Written instruction » Render every line of the records below as a JSON list of strings, one string per line, omitting blank lines. Leave the pictures out of the list.

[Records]
☆ ☆ ☆ ☆ ☆ ☆ ☆
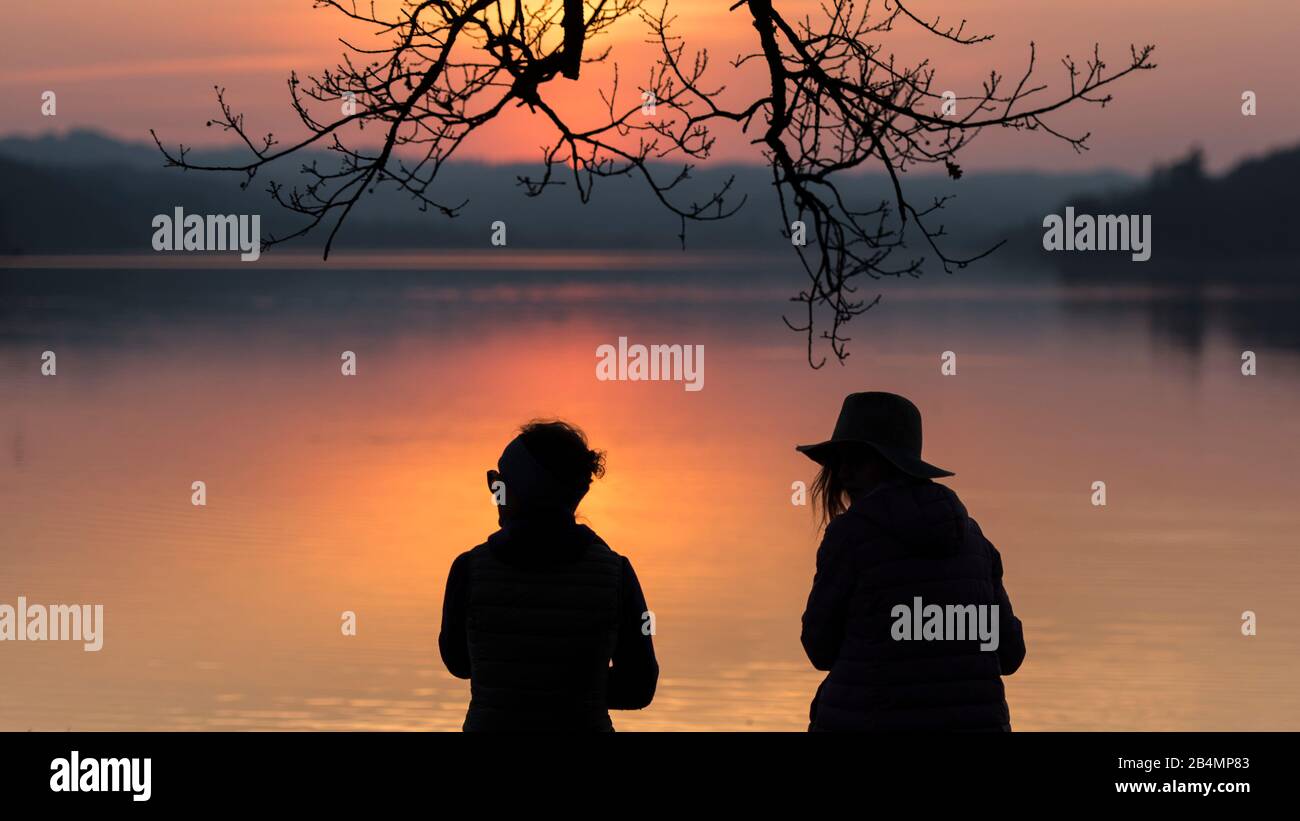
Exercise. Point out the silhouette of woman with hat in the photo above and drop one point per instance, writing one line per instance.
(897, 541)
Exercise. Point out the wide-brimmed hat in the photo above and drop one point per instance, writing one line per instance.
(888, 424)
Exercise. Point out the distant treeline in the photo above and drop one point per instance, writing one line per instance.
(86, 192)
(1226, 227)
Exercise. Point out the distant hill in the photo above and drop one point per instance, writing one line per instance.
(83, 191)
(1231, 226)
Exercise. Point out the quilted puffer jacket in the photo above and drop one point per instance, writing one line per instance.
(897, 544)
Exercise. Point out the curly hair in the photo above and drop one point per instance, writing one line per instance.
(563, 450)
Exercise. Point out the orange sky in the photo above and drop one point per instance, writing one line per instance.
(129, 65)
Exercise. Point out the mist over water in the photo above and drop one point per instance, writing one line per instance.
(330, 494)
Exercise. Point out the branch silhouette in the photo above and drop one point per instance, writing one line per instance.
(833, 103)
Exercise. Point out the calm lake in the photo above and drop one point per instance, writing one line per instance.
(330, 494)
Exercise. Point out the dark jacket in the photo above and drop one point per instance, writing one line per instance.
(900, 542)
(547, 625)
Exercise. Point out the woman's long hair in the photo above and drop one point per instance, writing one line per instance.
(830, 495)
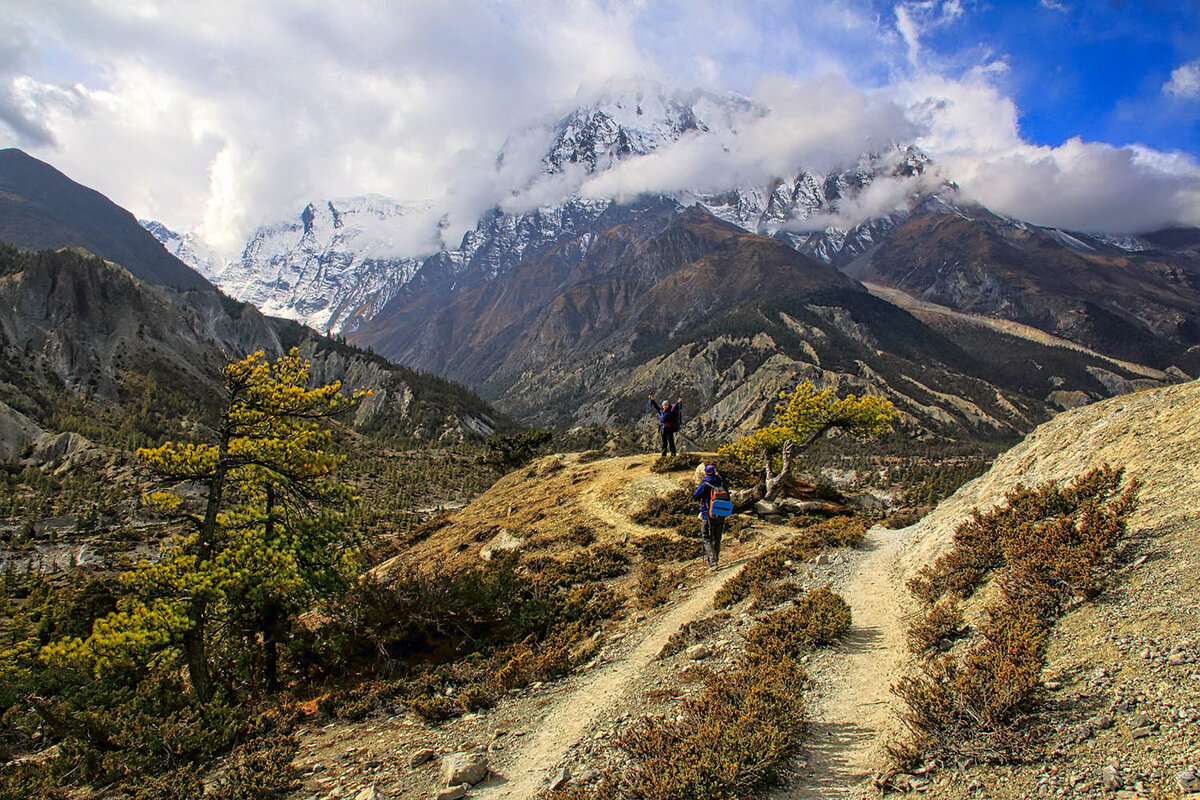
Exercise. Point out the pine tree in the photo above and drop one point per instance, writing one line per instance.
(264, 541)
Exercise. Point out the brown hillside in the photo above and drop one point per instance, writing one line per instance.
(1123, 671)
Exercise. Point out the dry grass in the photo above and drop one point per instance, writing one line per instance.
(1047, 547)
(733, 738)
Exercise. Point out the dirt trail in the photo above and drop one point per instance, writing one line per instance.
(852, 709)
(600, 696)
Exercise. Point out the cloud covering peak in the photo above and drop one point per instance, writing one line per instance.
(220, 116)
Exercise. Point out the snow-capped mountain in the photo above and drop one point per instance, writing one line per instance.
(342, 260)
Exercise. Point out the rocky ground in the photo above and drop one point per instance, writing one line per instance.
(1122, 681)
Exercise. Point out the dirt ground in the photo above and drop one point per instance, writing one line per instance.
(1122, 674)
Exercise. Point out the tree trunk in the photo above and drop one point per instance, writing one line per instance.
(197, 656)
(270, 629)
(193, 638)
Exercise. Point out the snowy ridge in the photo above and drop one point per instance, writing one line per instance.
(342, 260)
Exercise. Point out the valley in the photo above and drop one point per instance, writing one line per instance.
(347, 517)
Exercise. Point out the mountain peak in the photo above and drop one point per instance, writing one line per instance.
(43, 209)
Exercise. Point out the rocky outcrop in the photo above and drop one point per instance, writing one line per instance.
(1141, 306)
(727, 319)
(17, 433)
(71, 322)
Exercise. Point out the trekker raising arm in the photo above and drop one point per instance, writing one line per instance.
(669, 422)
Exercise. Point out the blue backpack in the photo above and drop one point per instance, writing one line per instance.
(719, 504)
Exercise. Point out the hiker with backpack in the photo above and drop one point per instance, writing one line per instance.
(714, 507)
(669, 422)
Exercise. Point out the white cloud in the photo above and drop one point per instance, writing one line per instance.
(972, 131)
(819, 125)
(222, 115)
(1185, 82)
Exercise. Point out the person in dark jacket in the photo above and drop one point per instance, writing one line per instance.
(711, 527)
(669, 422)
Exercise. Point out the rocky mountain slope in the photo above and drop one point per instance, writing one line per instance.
☆ ☆ ☆ ☆ ☆ ☆ ☆
Task output »
[
  "Exercise. Point out the silhouette of woman with hat in the photo above and drop one point per instance, writing one line per instance.",
  "(897, 541)",
  "Exercise. Point out the wide-brimmed hat in the photo above and drop one point per instance, writing one line per instance.",
  "(888, 424)",
  "Exercise. Point out the distant treeline in the photo above and drop one point per instance, writing one line per instance.",
  "(86, 192)",
  "(1226, 227)",
  "Exercise. Point out the distant hill in the photo above and drop one point per instance, writing one line per instance.",
  "(83, 191)",
  "(1231, 226)",
  "Exercise. Point out the quilted puffer jacket in the photo above and drop one point per instance, writing one line per instance.",
  "(897, 544)",
  "Exercise. Point out the curly hair in the photo above and drop one point per instance, writing one line per instance.",
  "(563, 450)",
  "Exercise. Point out the orange sky in the photo above and drop one point per instance, writing one line per instance.",
  "(129, 65)",
  "Exercise. Point out the mist over water in the photo above and drop one point per instance, writing one line per instance.",
  "(330, 494)",
  "Exercise. Point out the branch silhouette in the photo above and drop one point per instance, writing one line per instance.",
  "(833, 103)",
  "Exercise. Point out the calm lake in the photo above and drop one point per instance, writing one line per instance.",
  "(330, 494)",
  "Exercise. Point out the dark jacket in the photo above and drop one point per instance, writing one line per instance.",
  "(900, 542)",
  "(547, 625)",
  "Exercise. Point out the woman's long hair in the photo above and drop one point per instance, writing one line per instance.",
  "(830, 495)",
  "Exercise. Point out the pine tree in the photo above and drop one point per instance, writing one line per instance.",
  "(264, 541)",
  "Exercise. Point out the brown hillside in the photo above and drop one point per instance, writing one line per instance.",
  "(1123, 671)",
  "Exercise. Point out the dry grass in the photo above and drop one point per instance, writing one line per instance.",
  "(1047, 547)",
  "(733, 738)",
  "Exercise. Point out the dirt trail in the photo above and drop one point per instance, writing one line per instance.",
  "(852, 709)",
  "(600, 696)",
  "Exercise. Point out the cloud covering peak in the photo above and drop one point per instance, writing one line per instance.",
  "(220, 116)",
  "Exercise. Point out the snow-capped mountain in the photo above and drop one point per instance, writing one line per instance.",
  "(342, 260)",
  "Exercise. Point out the rocky ground in the photo above and drop one point per instance, writing one line per instance.",
  "(1122, 681)",
  "Exercise. Point out the dirt ground in the photo above and drop one point per instance, writing one line per instance.",
  "(1122, 674)",
  "Exercise. Point out the tree trunk in the photo above and drop one point per instance, writing one line per instance.",
  "(197, 656)",
  "(270, 629)",
  "(193, 638)",
  "Exercise. Point out the snowy ridge in the photo above and drop one point per instance, writing one line per instance.",
  "(342, 260)",
  "Exercise. Point out the valley in the photo above and drop one point per instance, writing one line per instance.",
  "(347, 517)",
  "Exercise. Point out the mountain peak in the photo above and drop one point per instance, writing one line per instance.",
  "(43, 209)",
  "Exercise. Point out the rocky outcrop in the photo above and drop one point per instance, writing one line per instance.",
  "(1141, 306)",
  "(727, 319)",
  "(17, 433)",
  "(71, 322)",
  "Exercise. Point out the trekker raising arm in the photo above and drop one point per instance, writing one line per instance.",
  "(669, 422)",
  "Exercise. Point out the blue backpack in the photo above and drop one point per instance, writing one line per instance.",
  "(719, 504)",
  "Exercise. Point out the hiker with backpack in the photo above and drop one point per instance, writing one line per instance.",
  "(714, 507)",
  "(669, 422)",
  "Exercise. Point out the white cloud in the photo above and drop one point per instance, writing one line per instance.",
  "(972, 131)",
  "(819, 125)",
  "(222, 115)",
  "(1185, 82)",
  "Exercise. Point out the person in dark jacket in the photo above and drop one point per instance, writing one line per instance.",
  "(711, 527)",
  "(669, 422)",
  "Exercise. Point out the rocky mountain slope in the photo above and drop one point per instance, writing one line per instance."
]